======== Extract ========

A pregnancy due date is an estimate of when a baby is likely to arrive, counted as 40 weeks from the first day of the last menstrual period (LMP). This calculator works that out for you with the standard Naegele's rule - LMP plus 280 days - and also lets you start from a known conception date (plus 266 days) or an IVF embryo transfer, where the embryo's age at transfer is subtracted so a day-5 blastocyst and a day-3 embryo both land on the right date.

Once you pick a method and a date, the tool shows the estimated due date along with how far along you are today, expressed the way clinicians do it: completed weeks plus days (for example 12 weeks and 3 days), and which trimester that falls in. Everything runs in your browser and nothing is sent to a server. Remember that a due date is an estimate - only about one baby in twenty actually arrives on it - so treat it as a guide and let your midwife or doctor confirm dating with a scan.

Example. If your last period started on 1 January 2026, Naegele's rule puts the due date at 8 October 2026. Switch to the conception method and enter a date about two weeks later and you get the same window; the IVF method asks for the transfer date and whether the embryo was day 3 or day 5.

FAQ

How is a due date calculated from the last period?

The common method, Naegele's rule, adds 280 days (40 weeks) to the first day of your last menstrual period. It assumes a regular 28-day cycle with ovulation around day 14, which is why a due date from an LMP is an estimate rather than an exact date.

What is the difference between the conception and LMP methods?

Conception happens about two weeks after the last period starts, so the conception method counts 266 days (38 weeks) from the conception date instead of 280 from the LMP. If you know the date of conception or ovulation, that method can be a little more precise; otherwise the LMP method is the usual starting point.

How does the IVF option work?

For IVF the tool counts forward from the embryo transfer date, adjusting for the embryo's age. It uses 266 days from conception and subtracts the embryo age at transfer, so a day-5 blastocyst is dated as transfer plus 261 days and a day-3 embryo as transfer plus 263 days.

How accurate is an estimated due date?

It is an estimate. Only around 5% of babies are born on their exact due date, and a full-term birth can happen any time from about 37 to 42 weeks. An early ultrasound is the most reliable way to date a pregnancy, so use this as a guide and confirm with your healthcare provider.

======== Entries provided ========

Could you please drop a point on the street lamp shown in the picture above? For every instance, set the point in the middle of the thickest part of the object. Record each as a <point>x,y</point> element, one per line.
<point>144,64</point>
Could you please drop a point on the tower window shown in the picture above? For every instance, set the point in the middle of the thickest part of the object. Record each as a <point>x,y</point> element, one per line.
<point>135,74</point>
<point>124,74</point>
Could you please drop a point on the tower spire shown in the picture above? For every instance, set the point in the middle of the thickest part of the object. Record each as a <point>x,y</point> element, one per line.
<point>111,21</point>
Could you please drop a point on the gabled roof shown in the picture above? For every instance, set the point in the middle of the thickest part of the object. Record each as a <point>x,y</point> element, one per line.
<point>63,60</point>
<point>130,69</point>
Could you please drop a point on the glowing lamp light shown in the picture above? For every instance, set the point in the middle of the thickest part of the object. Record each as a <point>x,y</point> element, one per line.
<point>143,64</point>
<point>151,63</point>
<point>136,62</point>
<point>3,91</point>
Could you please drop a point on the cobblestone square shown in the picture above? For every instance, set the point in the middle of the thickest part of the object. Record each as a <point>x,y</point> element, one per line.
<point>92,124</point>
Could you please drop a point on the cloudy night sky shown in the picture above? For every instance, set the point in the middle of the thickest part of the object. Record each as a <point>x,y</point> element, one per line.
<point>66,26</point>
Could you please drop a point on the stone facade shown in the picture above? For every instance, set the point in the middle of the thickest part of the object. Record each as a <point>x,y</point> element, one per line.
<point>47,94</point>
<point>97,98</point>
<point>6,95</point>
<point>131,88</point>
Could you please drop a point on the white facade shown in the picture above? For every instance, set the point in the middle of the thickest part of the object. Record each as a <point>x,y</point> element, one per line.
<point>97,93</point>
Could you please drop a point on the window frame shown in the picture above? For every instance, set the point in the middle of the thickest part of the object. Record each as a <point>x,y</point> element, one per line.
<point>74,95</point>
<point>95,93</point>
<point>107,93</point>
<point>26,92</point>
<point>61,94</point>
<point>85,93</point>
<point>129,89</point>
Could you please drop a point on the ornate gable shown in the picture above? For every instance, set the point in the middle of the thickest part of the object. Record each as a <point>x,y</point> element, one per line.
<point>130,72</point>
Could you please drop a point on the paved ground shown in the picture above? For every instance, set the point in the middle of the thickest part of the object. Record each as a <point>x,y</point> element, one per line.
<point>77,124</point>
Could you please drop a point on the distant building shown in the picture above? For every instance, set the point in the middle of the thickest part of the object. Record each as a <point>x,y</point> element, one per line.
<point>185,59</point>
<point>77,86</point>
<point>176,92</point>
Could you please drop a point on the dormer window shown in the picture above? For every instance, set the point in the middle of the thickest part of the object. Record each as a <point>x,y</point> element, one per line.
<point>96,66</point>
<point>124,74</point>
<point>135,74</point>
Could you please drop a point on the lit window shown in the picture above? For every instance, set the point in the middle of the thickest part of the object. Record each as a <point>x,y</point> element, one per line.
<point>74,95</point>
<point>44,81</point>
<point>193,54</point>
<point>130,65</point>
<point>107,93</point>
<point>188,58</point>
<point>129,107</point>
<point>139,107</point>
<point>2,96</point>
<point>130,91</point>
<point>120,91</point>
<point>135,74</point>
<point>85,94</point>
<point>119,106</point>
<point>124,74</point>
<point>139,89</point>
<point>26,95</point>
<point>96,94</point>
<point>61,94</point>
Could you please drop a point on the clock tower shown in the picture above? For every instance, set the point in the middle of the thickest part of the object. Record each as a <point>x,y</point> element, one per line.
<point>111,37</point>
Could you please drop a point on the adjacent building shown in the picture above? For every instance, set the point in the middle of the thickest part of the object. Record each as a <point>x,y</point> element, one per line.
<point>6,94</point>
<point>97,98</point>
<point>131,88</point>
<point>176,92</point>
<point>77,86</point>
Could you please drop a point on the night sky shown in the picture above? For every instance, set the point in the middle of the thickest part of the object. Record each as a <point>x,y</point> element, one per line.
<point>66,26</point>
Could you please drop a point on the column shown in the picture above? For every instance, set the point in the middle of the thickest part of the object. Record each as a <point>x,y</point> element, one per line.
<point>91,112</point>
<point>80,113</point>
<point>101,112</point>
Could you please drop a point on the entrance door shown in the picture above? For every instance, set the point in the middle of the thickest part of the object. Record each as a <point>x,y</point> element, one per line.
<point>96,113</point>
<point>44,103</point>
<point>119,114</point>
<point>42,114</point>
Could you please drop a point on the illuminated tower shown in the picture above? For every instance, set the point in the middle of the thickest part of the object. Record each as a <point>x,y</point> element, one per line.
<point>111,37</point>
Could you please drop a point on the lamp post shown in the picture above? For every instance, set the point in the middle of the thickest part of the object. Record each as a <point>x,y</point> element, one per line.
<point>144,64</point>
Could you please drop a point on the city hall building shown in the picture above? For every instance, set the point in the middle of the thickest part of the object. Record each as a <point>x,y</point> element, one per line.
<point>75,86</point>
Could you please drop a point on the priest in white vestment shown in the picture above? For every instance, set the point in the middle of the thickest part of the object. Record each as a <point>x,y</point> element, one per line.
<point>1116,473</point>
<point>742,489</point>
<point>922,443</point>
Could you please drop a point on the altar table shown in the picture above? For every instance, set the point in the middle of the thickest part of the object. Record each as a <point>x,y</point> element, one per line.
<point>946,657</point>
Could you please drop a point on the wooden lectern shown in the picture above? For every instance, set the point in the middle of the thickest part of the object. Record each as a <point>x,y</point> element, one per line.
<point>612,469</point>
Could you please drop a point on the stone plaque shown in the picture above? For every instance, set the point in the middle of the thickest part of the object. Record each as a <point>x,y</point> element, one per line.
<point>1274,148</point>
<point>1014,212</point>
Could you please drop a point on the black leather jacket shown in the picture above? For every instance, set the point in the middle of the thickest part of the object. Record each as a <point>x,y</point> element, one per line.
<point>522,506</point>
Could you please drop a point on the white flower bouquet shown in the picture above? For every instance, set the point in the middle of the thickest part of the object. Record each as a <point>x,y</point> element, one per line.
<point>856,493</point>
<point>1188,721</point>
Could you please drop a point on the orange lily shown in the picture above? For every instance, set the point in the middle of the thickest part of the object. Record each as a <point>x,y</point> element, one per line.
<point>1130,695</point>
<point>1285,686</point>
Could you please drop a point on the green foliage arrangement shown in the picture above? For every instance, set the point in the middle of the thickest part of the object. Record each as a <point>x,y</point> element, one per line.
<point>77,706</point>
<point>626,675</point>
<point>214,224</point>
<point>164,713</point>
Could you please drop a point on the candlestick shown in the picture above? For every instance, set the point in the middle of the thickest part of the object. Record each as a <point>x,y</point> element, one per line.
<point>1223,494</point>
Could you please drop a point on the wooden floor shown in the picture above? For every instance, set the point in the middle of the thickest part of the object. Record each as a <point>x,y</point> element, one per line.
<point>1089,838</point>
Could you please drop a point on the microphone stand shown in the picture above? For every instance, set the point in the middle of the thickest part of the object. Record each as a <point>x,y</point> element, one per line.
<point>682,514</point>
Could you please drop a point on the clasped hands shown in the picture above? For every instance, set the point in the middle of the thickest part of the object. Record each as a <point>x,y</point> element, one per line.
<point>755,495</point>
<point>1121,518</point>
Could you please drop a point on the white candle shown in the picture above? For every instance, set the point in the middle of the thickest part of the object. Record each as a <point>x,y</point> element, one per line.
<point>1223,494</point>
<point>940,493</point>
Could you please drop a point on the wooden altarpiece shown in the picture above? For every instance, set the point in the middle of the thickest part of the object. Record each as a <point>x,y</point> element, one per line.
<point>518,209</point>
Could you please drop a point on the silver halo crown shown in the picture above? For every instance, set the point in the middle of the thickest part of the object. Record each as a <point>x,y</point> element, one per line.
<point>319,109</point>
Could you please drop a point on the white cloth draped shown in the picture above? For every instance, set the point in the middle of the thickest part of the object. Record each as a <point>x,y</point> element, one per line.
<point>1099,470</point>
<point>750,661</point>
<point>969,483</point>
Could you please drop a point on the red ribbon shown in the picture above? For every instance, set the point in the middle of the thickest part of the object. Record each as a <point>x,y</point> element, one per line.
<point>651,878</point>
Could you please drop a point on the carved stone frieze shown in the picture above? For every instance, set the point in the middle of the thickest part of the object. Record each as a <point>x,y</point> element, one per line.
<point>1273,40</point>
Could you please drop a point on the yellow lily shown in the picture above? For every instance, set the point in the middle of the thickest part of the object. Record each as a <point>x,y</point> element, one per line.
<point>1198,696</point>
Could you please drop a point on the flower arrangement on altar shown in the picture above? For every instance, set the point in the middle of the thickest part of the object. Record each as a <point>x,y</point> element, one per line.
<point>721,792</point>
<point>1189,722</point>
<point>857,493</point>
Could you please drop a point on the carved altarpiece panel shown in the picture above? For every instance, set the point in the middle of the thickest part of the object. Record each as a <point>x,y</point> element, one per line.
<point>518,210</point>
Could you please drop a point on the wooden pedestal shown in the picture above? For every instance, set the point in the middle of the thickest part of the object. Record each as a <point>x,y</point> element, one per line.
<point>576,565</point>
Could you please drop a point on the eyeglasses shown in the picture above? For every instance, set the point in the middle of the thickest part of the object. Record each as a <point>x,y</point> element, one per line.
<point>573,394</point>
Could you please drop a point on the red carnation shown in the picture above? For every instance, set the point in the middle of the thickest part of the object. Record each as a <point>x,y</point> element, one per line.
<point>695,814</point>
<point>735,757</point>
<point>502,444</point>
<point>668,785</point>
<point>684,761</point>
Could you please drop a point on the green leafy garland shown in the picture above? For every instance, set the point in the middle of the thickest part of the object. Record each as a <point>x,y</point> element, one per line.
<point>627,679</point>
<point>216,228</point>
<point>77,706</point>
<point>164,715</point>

========

- [Tasks]
1. In the due date text, why does the conception method count 266 days rather than 280? Answer in one to three sentences.
2. Reproduce the due date text starting with "The common method, Naegele's" and going on through "IVF option work?".
The listing is separate material and unrelated to the due date text.

- [Completed exercise]
1. Conception happens about two weeks after the last period starts, so the conception method counts from a date roughly two weeks later than the LMP. It therefore uses 266 days (38 weeks) from the conception date instead of 280 days (40 weeks) from the LMP.

2.
The common method, Naegele's rule, adds 280 days (40 weeks) to the first day of your last menstrual period. It assumes a regular 28-day cycle with ovulation around day 14, which is why a due date from an LMP is an estimate rather than an exact date.

What is the difference between the conception and LMP methods?

Conception happens about two weeks after the last period starts, so the conception method counts 266 days (38 weeks) from the conception date instead of 280 from the LMP. If you know the date of conception or ovulation, that method can be a little more precise; otherwise the LMP method is the usual starting point.

How does the IVF option work?